### YOUR INSTRUCTIONS
Return each of the rows below verbatim, omitting the pictures from your answer.

Extracted records
** START **

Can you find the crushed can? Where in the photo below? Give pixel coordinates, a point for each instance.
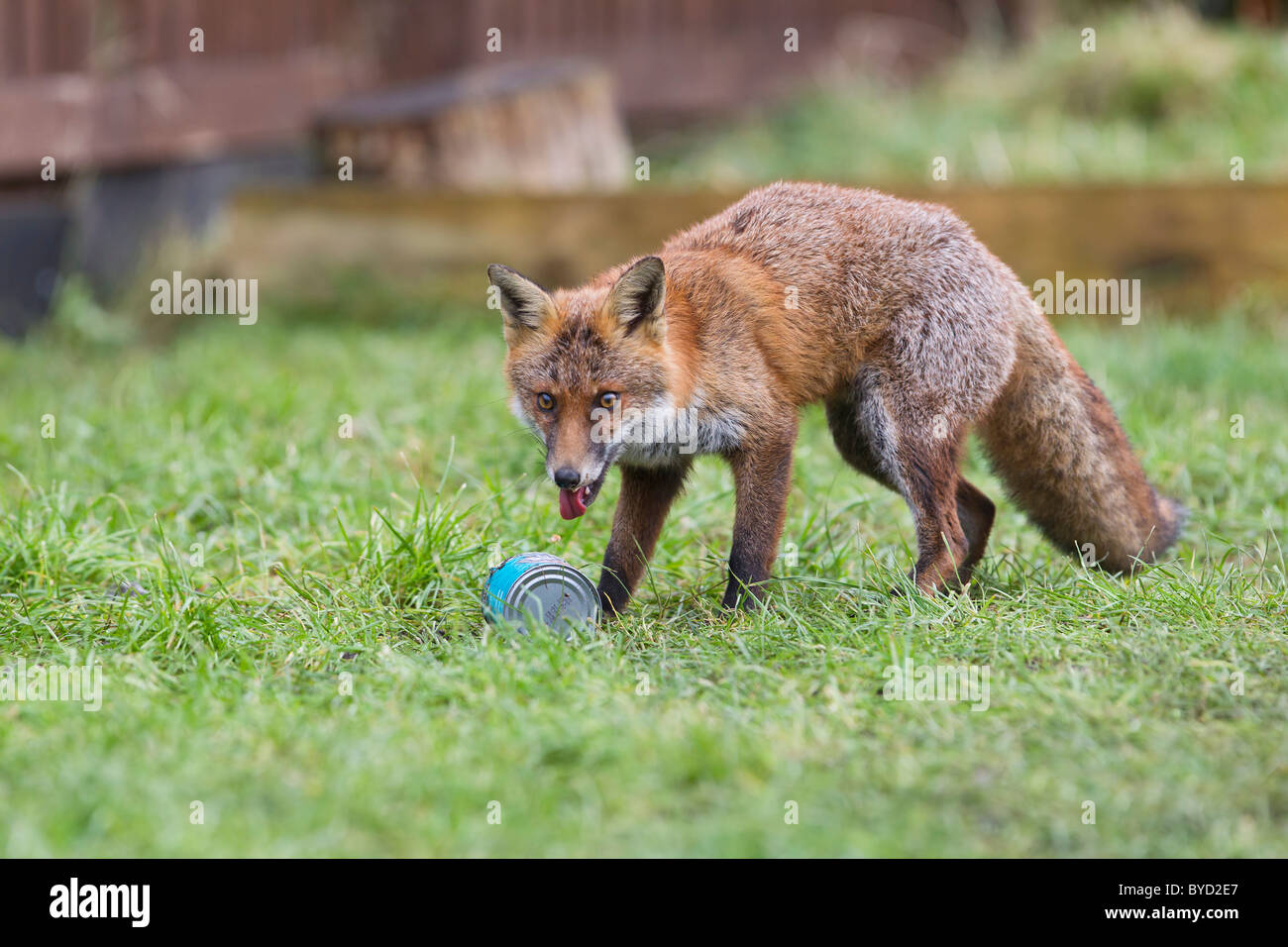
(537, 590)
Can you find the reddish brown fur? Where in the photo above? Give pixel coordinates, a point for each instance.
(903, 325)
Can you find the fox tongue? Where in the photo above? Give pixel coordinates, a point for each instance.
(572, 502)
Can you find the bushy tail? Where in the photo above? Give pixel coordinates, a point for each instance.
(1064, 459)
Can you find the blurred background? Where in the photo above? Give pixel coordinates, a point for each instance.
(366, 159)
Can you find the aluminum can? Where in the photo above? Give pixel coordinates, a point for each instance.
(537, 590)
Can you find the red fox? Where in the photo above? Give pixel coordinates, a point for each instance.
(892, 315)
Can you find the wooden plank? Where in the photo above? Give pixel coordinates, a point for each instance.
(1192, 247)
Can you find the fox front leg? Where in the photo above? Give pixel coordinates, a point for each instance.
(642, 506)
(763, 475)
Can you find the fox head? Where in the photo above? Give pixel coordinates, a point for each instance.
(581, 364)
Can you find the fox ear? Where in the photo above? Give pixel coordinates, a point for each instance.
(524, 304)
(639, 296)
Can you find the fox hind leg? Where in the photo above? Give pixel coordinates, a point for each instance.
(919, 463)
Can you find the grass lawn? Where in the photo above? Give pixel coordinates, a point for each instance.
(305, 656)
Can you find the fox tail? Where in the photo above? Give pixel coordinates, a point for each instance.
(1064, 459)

** END **

### RESPONSE BELOW
Can you find the crushed can? Where in the photo below? Give pixel coordinates, a point for each instance.
(537, 590)
Can you find the reddish brown fur? Where in the photo above? Give pixel coordinates, a point for each instance.
(903, 325)
Can you find the fox tongue? Where in the photo above? Give pixel coordinates, a point for each instance.
(572, 502)
Can you find the bushy tail? Where in the photo above? Give pixel coordinates, a point for each instance.
(1064, 459)
Can you find the blurred background? Where in the photo above? Give pixel coordinates, a point for each instance.
(366, 159)
Can you find the aluminum can? Where in the photo above? Give pixel coordinates, a point for each instance.
(537, 590)
Can you find the red fox? Where in the photo above? Give pixel coordinates, a point for each instance.
(892, 315)
Can you find the wooden plank? Where in the photo above? Give pixel coordinates, a point for each instance.
(1192, 247)
Can you find the fox front leg? Where in the photo above? Give pixel coordinates, a point for each instance.
(642, 506)
(763, 475)
Can you find the fox head? Where in the photo above? Give pixel coordinates, a point for each instance.
(581, 364)
Can you find the fox ear? Where in the photo above? Give pixel coordinates, a point for each instance.
(524, 304)
(639, 296)
Can you find the fox hind leg? Where in the photo above? Give pixel coordinates, a point for each instance.
(919, 463)
Can you find the grass lawn? Where in the photo above? Give pixel coordinates, a point for each instance.
(305, 656)
Can you find the fox tail? Where in the photo above? Give pixel coordinates, a point for each instance.
(1064, 459)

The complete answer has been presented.